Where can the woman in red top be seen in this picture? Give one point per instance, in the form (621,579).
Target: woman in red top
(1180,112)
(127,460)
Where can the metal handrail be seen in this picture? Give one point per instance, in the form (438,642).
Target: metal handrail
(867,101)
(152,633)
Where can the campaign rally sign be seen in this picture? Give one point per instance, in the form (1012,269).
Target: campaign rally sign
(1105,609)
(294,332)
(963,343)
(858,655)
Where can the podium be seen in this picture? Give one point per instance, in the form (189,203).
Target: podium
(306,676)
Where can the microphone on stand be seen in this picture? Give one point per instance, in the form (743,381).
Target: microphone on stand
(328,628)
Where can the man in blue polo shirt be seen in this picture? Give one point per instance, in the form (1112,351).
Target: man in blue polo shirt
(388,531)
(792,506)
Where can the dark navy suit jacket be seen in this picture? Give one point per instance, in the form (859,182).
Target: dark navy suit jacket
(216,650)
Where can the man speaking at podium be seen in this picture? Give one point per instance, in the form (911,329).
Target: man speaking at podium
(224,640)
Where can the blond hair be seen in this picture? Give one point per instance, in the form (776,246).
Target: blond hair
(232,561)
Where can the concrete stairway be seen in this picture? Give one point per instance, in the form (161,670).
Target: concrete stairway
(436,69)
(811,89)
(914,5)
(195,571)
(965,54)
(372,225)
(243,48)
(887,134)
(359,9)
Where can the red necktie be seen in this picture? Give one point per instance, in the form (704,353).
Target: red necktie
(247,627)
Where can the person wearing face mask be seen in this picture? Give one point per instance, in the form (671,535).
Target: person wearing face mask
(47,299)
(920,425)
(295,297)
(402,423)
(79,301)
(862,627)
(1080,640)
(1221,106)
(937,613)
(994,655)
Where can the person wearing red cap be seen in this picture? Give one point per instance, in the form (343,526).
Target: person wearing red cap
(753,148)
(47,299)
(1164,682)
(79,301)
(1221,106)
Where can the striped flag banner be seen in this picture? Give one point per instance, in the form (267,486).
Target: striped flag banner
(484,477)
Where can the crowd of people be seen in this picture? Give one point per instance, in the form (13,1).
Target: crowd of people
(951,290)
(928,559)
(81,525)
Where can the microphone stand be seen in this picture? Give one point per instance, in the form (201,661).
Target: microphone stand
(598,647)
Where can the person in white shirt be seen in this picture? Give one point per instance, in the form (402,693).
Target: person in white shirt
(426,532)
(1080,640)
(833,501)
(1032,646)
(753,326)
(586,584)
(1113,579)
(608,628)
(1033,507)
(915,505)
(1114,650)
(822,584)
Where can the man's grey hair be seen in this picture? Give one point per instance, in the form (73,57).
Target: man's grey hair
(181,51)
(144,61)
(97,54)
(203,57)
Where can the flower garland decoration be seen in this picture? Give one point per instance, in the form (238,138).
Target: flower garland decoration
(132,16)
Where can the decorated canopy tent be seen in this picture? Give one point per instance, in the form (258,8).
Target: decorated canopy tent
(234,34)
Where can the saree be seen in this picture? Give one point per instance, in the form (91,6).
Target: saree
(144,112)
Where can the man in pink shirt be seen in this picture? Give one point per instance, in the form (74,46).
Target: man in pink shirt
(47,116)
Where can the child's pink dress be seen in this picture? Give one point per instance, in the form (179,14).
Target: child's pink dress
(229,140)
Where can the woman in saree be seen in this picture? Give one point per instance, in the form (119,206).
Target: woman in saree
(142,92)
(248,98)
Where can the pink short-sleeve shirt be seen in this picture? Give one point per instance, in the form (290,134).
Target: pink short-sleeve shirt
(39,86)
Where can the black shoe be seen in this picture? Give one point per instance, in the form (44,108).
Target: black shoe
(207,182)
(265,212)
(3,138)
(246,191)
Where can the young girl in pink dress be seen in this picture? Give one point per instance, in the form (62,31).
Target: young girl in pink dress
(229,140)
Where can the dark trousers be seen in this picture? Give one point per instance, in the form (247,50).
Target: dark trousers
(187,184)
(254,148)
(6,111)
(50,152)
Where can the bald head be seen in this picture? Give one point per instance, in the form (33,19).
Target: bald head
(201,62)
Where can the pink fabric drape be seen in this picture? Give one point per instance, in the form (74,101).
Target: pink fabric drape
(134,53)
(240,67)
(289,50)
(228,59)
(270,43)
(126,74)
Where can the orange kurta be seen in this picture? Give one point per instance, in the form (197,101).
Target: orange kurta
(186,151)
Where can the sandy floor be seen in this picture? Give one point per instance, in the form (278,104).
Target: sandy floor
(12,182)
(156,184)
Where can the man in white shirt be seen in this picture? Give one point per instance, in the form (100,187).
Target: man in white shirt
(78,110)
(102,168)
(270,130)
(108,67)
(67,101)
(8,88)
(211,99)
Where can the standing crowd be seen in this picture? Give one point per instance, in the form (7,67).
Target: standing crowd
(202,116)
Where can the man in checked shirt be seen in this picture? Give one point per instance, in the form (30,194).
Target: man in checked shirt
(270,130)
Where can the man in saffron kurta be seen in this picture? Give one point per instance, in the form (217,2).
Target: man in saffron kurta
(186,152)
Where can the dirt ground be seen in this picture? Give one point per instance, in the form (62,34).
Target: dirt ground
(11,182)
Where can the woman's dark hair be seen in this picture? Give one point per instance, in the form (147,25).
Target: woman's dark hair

════

§ Exercise brief: Copy down the material exactly as written.

§ Answer to this exercise:
Where can the woman in red top be seen in this picture? Give one point per instance, in the form (621,579).
Target: woman in red top
(1180,112)
(127,460)
Where can the metal handrail be seen in this picture? Give one point per instance, in the form (438,642).
Target: metal handrail
(867,101)
(152,633)
Where can the campaign rally sign be seen in this picture? Give one point per instance, in the form (1012,269).
Target: campaign rally sign
(1105,609)
(294,332)
(963,343)
(858,655)
Where can the podium be seen in this picture? Give one point per instance, in the form (189,203).
Target: podium
(306,676)
Where can the microphone on stand be seen in this picture? Give one point per instance, in the form (743,381).
Target: microphone on stand
(328,628)
Where can the man in blue polo shirt be seen in this picture? Give one point per instance, in the form (1112,351).
Target: man in blue polo shirt
(388,531)
(792,506)
Where can the dark navy suit jacket be seen in this picture? Give one point per instance, in the form (859,182).
Target: dark navy suit jacket
(216,650)
Where can the man speaking at podium be seen in this picture? Give one point per instance, in the form (911,329).
Target: man speaking at podium
(224,640)
Where can the blond hair be seen in this picture? Give one point per instance, in the form (776,246).
Target: blond hair
(232,561)
Where can the concrete stairway be seen in this picture? Give one point per instance, in the form (161,670).
Target: concrete stairway
(436,69)
(811,89)
(914,5)
(195,571)
(965,54)
(372,225)
(243,48)
(887,134)
(359,9)
Where can the red necktie be seen in this picture? Give one point per instance, in the form (704,353).
Target: red necktie
(247,627)
Where can the person wearing face mask be seen in this picture? Give one point per instance, in the form (671,535).
Target: person wearing face mask
(47,299)
(920,425)
(295,297)
(402,423)
(79,301)
(862,627)
(1080,640)
(1221,106)
(937,613)
(994,655)
Where can the person wearing red cap be seen in this picture? Give one point per instance, in the form (343,526).
Target: person wearing red cap
(753,148)
(47,299)
(1164,682)
(79,301)
(1221,106)
Where can the striped flag banner be seen in this picture? Give one point per instance, in the form (267,486).
Target: striped flag banner
(484,477)
Where can the crowd of people be seen in this picture? Give one point per instance, in the form (13,1).
Target: crowd of people
(951,290)
(928,559)
(81,525)
Where can the microphone stand be seen in this picture? Give one point per instance, in the form (201,661).
Target: microphone stand
(598,647)
Where can the person in white shirt be seen in this picture? Give one point per instance, in the form (402,693).
Target: person in white shirt
(426,532)
(1080,640)
(833,501)
(1032,646)
(753,326)
(586,584)
(1113,579)
(608,628)
(1033,507)
(915,505)
(1114,650)
(822,584)
Where can the man's grey hair be seen in this picture? Give one point per instance, in the form (73,57).
Target: man's grey hair
(181,51)
(144,61)
(97,54)
(203,57)
Where can the flower garland decoration be seen in this picture? Give one point per instance, in the form (238,138).
Target: flower garland decoration
(132,16)
Where can the decorated canopy tent be seen in this picture? Give one point per instance, in the form (258,8).
Target: decorated canopy tent
(234,34)
Where can the saree be seen in this picture? Give one point per instance, in the form (91,6).
Target: saree
(144,112)
Where can the man in pink shirt be seen in this picture? Give one point per instance, in the form (74,46).
Target: man in pink shirt
(47,116)
Where can the child's pink dress be seen in this picture? Give one point per instance, in the form (179,14).
Target: child's pink dress
(229,140)
Where can the woman in saree be seen in this picture? Give one point per instance, in the form (119,206).
Target: woman in saree
(142,92)
(248,98)
Where can the pink short-sleeve shirt be seen in this picture? Give one point per instance, in the form (290,134).
Target: pink short-sleeve shirt
(39,86)
Where can the black shoe be seen in this picture? Give one point per instance, in the form (44,108).
Target: black shoe
(207,182)
(265,212)
(3,138)
(246,191)
Where can the young girl in pink dress be seen in this picture? Give one point per instance, in the form (62,31).
Target: young girl in pink dress
(229,140)
Where can the dark trousers be seen in this picture? Give one point per instance, in the form (247,50).
Target: dark trousers
(187,184)
(254,148)
(6,111)
(50,152)
Where can the bald head be seen in this picture? Give one point per instance, in the form (33,19).
Target: bald head
(201,62)
Where can the pink fabric drape be seen in this picture? Give one point per instance, in the form (74,101).
Target: pink fabric drape
(134,53)
(240,67)
(289,50)
(228,59)
(270,43)
(126,74)
Where can the orange kurta be seen in this picture? Give one point per instance, in the form (197,101).
Target: orange kurta
(186,151)
Where can the sandy floor be seen in this picture? Give one point per instance, in the form (278,104).
Target: sandy floor
(12,182)
(156,184)
Where can the man in white shirt be seen in this picture? Give one point per instance, in the form (100,187).
Target: man in white shirt
(78,110)
(102,168)
(270,130)
(108,67)
(67,101)
(8,88)
(211,99)
Where can the standing crowd be seen in this picture? Give one point per instance, in the form (7,67).
Target: standing crowd
(202,116)
Where can the man in checked shirt be seen in this picture? Give one point per instance, in the form (30,194).
Target: man in checked shirt
(270,130)
Where can the man in saffron kurta be seen in this picture? Give one point per instance, in the form (217,2).
Target: man in saffron kurta
(186,152)
Where can the dirt ground be seen in this picture? Give one point per instance, in the form (62,34).
Target: dirt ground
(11,182)
Where can the woman's dark hair be seen in this picture? Give one point per instance, in the form (147,25).
Target: woman's dark hair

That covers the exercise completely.